EXERCISE TASK:
Reproduce word for word the passage in the post on disk-less databases, starting with "Turns out, this" and going on through "on our site.".

begin DOCUMENT TEXT

Disk-less databases?

Disk-less databases?

Being a company with an alternative (one of the first “NOSQL”) database, and a long history of solving problems that relational databases cannot, we often see system and application architects resorting to memory as a last ditch attempt to squeeze just a bit more performance out of RDBMS that simply were not designed to perform at scale. And so it was with some interest, and a little bias, I read a new blog post over on ODBMS.org this week titled “The future of data management: ‘Disk-less’ databases? An interview with Goetz Graefe” and decided to share some additional thoughts.

Goetz believes that “with no disks and thus no seek delays, assembly of complex objects will have different performance tradeoffs”. He thinks “a lot of options in physical database design will change, from indexing to compression and clustering and replication.”

It’s a valid assessment, but one which begs a larger discussion.

Turns out, this discussion has been going on for 20 years, starting with Times Ten. Perst and ExtremeDB use RAM to speed things up as well. We’ve shown that running with SSDs can give up to 80x speed increase on reads and 4x on writes. Developers can also configure Objectivity/DB, our flagship data management product, for purely cached applications, e.g. in the telecom and process control worlds, where there’s a lot of lookup data. You’ll find much of this covered in one of our older white papers titled “Flexible Deployment” available in both web/HTML and PDF formats on our site.

In today’s world of big data, it’s easy to build something that becomes I/O bound – or hitting the speed limit that any disk has in reading and writing information. Goetz is one of the most brilliant data management experts on the planet, but I think this interview neglects the business-end of the equation (memory is expensive). It would be better to make clear, if you’re worried about becoming I/O bound as your system grows, you actually have *two* choices:

  1. You can move part or all of your application data into memory via memcache or ramdisk components, or buy a super beefy machine with terabytes of memory.

end DOCUMENT TEXT
begin PROVIDED DATA

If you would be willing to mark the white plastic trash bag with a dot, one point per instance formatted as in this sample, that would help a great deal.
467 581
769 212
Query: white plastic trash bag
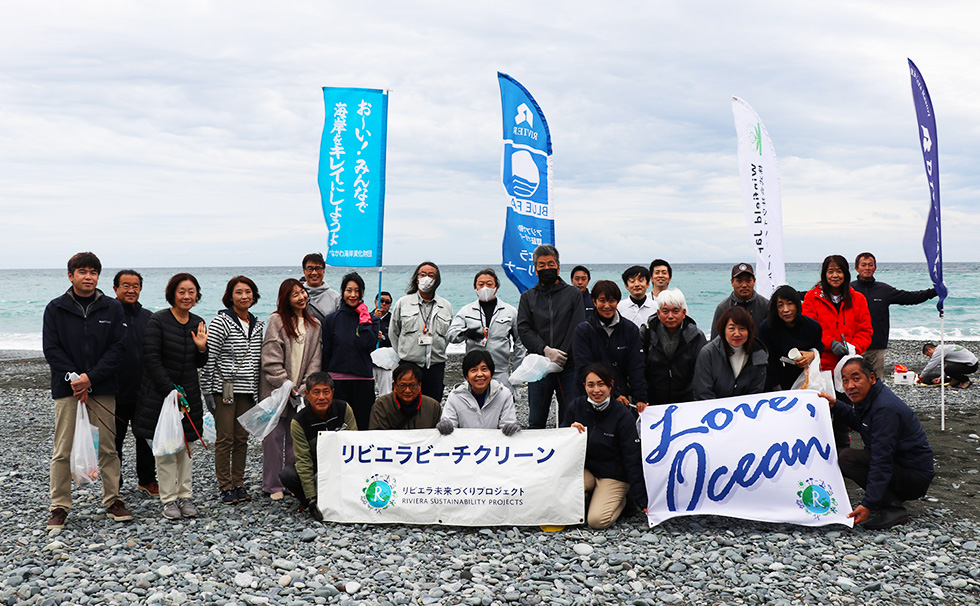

end PROVIDED DATA

EXERCISE SOLUTION:
Turns out, this discussion has been going on for 20 years, starting with Times Ten. Perst and ExtremeDB use RAM to speed things up as well. We’ve shown that running with SSDs can give up to 80x speed increase on reads and 4x on writes. Developers can also configure Objectivity/DB, our flagship data management product, for purely cached applications, e.g. in the telecom and process control worlds, where there’s a lot of lookup data. You’ll find much of this covered in one of our older white papers titled “Flexible Deployment” available in both web/HTML and PDF formats on our site.